Required task: Set out the material as a Markdown table with the columns Number and Text, giving each line its own numbered row and omitting blank lines. Start at the first line of the material and stop after the line that contains "951,332 -> 976,356".
::::
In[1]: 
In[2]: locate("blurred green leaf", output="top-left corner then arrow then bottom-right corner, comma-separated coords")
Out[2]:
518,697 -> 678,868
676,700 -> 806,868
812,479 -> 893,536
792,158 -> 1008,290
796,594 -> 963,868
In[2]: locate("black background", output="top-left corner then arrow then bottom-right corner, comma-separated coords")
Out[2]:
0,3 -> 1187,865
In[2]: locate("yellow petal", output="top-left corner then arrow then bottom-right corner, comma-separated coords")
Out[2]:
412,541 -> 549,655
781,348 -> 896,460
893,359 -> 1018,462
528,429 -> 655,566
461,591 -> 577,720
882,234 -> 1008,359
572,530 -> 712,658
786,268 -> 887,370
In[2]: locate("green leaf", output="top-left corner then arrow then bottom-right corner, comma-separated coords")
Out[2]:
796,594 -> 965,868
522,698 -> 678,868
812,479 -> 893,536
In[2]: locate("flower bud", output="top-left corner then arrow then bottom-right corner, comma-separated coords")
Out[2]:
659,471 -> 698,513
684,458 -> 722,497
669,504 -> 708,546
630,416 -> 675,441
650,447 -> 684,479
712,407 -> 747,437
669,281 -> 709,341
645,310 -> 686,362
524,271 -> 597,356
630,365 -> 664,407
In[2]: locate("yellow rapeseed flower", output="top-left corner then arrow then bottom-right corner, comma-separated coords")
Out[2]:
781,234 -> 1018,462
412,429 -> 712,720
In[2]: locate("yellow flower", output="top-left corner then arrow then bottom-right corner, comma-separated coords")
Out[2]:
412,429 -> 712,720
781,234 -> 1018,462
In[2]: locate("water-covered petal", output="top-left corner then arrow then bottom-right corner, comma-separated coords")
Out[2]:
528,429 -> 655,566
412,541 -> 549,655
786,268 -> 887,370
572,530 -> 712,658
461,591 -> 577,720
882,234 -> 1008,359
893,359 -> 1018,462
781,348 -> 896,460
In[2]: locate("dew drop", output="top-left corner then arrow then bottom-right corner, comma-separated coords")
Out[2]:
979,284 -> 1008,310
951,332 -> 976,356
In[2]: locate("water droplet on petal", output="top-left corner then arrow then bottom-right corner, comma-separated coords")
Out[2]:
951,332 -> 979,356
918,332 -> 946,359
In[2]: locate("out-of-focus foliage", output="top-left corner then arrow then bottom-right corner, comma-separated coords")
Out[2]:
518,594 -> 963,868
::::
Final answer:
| Number | Text |
|---|---|
| 1 | In[1]:  |
| 2 | In[2]: locate("blurred green leaf", output="top-left corner then arrow then bottom-right corner, comma-separated coords") |
| 3 | Out[2]: |
| 4 | 518,697 -> 678,868 |
| 5 | 676,700 -> 806,868 |
| 6 | 812,479 -> 893,536 |
| 7 | 792,158 -> 1008,290 |
| 8 | 796,594 -> 963,868 |
| 9 | In[2]: locate("black background", output="top-left corner then arrow then bottom-right corner, comma-separated coords") |
| 10 | Out[2]: |
| 11 | 0,3 -> 1187,865 |
| 12 | In[2]: locate("yellow petal", output="top-left corner then arrow then bottom-right corner, comma-separated coords") |
| 13 | Out[2]: |
| 14 | 412,541 -> 549,655 |
| 15 | 781,348 -> 896,460 |
| 16 | 893,359 -> 1018,462 |
| 17 | 528,429 -> 655,566 |
| 18 | 461,591 -> 577,720 |
| 19 | 882,234 -> 1008,359 |
| 20 | 572,530 -> 712,658 |
| 21 | 786,268 -> 887,370 |
| 22 | In[2]: locate("green leaf", output="top-left corner then arrow then bottom-right corner, comma-separated coords") |
| 23 | Out[2]: |
| 24 | 796,594 -> 965,868 |
| 25 | 522,698 -> 678,868 |
| 26 | 812,479 -> 893,536 |
| 27 | In[2]: locate("flower bud", output="top-left corner then arrow then bottom-right corner, comma-separated coords") |
| 28 | Out[2]: |
| 29 | 659,471 -> 698,513 |
| 30 | 684,458 -> 722,497 |
| 31 | 669,504 -> 708,546 |
| 32 | 630,416 -> 675,441 |
| 33 | 650,447 -> 684,479 |
| 34 | 712,407 -> 747,437 |
| 35 | 669,281 -> 709,341 |
| 36 | 645,310 -> 686,362 |
| 37 | 524,271 -> 597,356 |
| 38 | 630,365 -> 664,407 |
| 39 | In[2]: locate("yellow rapeseed flower", output="top-left corner then arrow then bottom-right corner, comma-separated coords") |
| 40 | Out[2]: |
| 41 | 781,234 -> 1018,462 |
| 42 | 412,429 -> 712,720 |
| 43 | In[2]: locate("yellow flower", output="top-left corner then arrow then bottom-right corner, comma-separated coords") |
| 44 | Out[2]: |
| 45 | 412,429 -> 712,720 |
| 46 | 781,234 -> 1018,462 |
| 47 | In[2]: locate("water-covered petal", output="top-left corner then arrow then bottom-right corner, comma-separated coords") |
| 48 | Out[2]: |
| 49 | 528,429 -> 655,566 |
| 50 | 412,541 -> 549,655 |
| 51 | 786,268 -> 887,370 |
| 52 | 572,530 -> 712,658 |
| 53 | 461,591 -> 577,720 |
| 54 | 882,234 -> 1008,359 |
| 55 | 893,359 -> 1018,462 |
| 56 | 781,348 -> 896,460 |
| 57 | In[2]: locate("dew drop", output="top-left corner then arrow then bottom-right corner, comma-separated coords") |
| 58 | Out[2]: |
| 59 | 979,284 -> 1008,310 |
| 60 | 951,332 -> 976,356 |